Stored data
****

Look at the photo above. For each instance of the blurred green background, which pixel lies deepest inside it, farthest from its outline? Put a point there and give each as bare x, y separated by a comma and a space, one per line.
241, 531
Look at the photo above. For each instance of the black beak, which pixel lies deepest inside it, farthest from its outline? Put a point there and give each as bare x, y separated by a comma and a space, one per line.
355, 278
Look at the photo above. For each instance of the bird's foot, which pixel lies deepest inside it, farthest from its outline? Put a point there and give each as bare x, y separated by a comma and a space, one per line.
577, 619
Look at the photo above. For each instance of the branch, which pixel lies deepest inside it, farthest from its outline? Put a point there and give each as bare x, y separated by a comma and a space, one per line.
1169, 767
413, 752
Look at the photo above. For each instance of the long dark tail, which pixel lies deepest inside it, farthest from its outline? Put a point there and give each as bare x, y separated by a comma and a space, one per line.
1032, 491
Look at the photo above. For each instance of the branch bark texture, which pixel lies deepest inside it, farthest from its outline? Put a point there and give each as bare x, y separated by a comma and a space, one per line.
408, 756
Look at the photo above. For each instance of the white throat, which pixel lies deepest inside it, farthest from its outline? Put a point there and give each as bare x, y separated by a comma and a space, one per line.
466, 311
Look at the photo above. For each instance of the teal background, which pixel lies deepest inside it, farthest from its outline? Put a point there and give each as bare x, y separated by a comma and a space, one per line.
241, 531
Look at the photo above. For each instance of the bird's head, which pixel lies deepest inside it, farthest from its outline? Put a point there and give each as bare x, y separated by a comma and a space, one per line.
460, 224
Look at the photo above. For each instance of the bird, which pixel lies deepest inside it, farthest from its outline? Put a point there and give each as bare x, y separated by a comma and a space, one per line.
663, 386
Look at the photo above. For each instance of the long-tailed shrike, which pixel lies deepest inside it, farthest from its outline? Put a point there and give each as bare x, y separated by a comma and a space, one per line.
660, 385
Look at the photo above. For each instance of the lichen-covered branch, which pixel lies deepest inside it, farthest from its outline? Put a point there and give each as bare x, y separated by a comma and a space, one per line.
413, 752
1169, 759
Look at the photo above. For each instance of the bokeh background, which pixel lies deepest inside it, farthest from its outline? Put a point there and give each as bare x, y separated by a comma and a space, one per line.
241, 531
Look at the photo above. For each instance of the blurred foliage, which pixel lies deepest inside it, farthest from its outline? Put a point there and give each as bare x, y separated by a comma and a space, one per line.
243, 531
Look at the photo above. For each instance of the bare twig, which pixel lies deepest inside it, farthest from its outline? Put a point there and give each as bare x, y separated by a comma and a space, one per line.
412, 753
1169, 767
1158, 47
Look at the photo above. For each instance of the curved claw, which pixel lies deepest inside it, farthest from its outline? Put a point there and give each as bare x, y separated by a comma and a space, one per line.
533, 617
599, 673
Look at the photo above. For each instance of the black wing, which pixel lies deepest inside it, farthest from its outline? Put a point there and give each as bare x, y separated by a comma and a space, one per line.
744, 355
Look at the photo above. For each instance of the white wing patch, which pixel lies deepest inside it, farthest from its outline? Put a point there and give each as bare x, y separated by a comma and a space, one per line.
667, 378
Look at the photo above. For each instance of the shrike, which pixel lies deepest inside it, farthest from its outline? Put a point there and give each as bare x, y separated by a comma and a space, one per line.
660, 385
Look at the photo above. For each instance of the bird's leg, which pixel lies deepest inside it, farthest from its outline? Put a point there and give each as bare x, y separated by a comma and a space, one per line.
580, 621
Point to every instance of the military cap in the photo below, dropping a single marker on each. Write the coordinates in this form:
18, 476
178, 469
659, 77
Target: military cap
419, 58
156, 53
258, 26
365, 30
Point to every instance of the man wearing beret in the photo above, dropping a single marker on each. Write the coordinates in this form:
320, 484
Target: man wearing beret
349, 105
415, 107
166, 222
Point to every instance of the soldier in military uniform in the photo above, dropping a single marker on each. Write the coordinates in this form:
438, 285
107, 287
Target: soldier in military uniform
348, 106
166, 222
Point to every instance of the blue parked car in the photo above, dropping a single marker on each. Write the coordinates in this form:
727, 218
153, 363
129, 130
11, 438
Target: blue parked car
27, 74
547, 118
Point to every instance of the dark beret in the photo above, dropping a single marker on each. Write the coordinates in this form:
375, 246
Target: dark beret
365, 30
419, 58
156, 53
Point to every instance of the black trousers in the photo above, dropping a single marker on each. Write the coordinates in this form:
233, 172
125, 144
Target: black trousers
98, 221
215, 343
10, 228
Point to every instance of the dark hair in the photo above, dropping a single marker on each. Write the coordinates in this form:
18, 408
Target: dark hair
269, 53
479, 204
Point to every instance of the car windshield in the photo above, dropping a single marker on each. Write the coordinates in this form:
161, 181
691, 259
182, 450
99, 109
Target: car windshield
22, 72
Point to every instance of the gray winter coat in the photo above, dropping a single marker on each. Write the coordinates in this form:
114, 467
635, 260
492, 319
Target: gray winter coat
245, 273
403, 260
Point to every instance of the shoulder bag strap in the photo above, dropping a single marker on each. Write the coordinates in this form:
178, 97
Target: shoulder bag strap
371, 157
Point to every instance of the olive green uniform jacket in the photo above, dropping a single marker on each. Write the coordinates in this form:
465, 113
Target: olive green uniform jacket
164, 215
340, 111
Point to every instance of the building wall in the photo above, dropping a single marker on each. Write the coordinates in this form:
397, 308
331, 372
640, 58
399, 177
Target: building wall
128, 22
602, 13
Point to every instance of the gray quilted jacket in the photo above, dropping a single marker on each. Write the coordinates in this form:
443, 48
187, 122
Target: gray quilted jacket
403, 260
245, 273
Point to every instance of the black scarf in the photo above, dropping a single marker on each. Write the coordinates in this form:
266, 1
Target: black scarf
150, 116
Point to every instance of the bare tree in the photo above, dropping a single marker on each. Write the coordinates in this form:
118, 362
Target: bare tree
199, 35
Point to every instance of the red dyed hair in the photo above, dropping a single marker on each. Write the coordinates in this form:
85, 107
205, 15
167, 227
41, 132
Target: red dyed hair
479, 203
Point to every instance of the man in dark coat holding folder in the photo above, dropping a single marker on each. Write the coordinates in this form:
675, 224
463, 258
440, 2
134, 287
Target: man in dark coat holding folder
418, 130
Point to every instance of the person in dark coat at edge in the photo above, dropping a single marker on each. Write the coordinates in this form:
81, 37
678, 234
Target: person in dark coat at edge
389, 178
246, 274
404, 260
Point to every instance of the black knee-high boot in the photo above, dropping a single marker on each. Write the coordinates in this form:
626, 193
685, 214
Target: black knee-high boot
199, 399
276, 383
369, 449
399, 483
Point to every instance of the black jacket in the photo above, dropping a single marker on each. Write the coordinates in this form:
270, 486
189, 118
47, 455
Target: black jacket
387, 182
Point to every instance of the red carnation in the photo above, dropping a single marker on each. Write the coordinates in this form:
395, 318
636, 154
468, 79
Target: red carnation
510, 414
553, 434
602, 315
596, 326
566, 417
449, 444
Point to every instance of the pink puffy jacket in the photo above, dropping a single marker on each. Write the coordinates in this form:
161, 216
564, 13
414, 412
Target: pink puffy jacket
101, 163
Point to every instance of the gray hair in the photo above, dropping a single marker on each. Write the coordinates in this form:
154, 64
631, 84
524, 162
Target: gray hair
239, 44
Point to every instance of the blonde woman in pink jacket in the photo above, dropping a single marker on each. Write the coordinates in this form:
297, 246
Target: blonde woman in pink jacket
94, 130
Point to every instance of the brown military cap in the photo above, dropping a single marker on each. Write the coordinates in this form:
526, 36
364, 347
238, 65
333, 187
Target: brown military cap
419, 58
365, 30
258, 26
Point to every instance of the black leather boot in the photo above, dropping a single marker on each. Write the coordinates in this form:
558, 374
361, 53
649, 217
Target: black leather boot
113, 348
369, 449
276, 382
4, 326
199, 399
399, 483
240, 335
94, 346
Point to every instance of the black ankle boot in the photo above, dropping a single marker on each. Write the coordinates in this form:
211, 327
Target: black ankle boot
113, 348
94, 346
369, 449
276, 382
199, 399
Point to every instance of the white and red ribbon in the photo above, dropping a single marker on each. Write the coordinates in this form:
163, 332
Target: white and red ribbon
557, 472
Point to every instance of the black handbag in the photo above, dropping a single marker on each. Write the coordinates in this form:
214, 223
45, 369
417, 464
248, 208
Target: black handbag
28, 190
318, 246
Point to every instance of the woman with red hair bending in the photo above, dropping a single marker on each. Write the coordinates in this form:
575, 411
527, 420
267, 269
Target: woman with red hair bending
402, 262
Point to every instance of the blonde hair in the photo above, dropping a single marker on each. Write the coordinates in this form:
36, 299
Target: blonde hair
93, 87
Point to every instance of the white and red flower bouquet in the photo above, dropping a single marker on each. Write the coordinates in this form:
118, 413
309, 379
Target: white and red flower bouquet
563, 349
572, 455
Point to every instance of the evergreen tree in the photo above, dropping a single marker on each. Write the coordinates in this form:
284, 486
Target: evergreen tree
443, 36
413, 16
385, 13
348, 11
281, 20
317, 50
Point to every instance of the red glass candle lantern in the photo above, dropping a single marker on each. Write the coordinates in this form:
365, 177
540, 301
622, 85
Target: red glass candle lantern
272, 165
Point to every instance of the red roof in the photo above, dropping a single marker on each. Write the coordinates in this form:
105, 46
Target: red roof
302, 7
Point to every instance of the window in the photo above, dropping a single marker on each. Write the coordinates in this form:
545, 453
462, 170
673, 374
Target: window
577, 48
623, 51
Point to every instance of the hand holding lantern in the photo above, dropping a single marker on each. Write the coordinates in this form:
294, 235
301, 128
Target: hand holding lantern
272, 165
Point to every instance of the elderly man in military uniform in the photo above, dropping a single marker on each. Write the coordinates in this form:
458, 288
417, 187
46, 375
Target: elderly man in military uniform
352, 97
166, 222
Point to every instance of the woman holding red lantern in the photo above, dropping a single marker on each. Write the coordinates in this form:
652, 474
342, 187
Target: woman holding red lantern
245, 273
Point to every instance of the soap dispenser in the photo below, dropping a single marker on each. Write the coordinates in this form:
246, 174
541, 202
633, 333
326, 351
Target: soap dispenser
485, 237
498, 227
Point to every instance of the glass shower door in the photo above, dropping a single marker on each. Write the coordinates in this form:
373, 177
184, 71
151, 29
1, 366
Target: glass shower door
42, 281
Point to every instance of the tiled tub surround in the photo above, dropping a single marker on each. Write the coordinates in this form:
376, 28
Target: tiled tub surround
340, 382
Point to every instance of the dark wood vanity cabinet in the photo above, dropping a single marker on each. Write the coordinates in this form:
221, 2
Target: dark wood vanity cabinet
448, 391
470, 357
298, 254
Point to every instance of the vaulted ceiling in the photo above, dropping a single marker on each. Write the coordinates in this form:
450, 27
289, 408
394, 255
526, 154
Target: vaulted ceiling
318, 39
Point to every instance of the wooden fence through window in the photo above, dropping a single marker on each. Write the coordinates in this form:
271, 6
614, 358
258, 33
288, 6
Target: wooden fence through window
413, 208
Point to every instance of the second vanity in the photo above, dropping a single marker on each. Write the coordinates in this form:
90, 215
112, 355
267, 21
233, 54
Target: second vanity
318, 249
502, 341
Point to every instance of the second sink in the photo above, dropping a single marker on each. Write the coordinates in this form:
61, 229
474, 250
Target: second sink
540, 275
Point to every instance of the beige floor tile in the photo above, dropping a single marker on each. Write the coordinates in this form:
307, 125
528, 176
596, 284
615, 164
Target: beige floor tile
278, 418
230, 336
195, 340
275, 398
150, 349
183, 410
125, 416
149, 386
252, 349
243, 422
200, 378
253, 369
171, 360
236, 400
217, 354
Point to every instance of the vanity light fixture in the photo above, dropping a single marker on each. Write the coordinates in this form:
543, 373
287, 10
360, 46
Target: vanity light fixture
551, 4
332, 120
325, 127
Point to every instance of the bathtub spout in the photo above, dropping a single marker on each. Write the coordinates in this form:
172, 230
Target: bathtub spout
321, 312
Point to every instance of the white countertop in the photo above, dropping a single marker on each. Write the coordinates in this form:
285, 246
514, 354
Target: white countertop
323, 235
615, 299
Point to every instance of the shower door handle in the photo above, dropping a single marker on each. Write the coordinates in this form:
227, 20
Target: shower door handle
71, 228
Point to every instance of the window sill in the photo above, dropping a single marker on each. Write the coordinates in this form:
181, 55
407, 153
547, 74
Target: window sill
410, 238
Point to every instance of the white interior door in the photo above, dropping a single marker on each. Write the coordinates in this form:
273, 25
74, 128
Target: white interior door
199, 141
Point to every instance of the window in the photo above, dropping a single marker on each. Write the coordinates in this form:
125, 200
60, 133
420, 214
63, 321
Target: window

****

→ **Problem description**: Search the entries above for the word "below" and copy each line where it appears.

→ **Task answer**:
Point to every instance of the military cap in the photo below, dropping a single marker on each. Write the coordinates in this form:
Point to every instance of the soap dispenser in the photo below, dropping a single marker on each. Write the coordinates in this form:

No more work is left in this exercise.